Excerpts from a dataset
+ + + + +

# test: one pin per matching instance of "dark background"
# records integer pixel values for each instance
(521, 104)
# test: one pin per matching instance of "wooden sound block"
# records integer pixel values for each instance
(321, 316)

+ + + + +

THE PROBLEM>
The response has to match the records above word for word.

WRITTEN ANSWER>
# test: one pin per matching instance of "dark background"
# records integer pixel values for each instance
(521, 104)
# test: one pin per matching instance of "wooden sound block"
# records integer pixel values for each instance
(321, 316)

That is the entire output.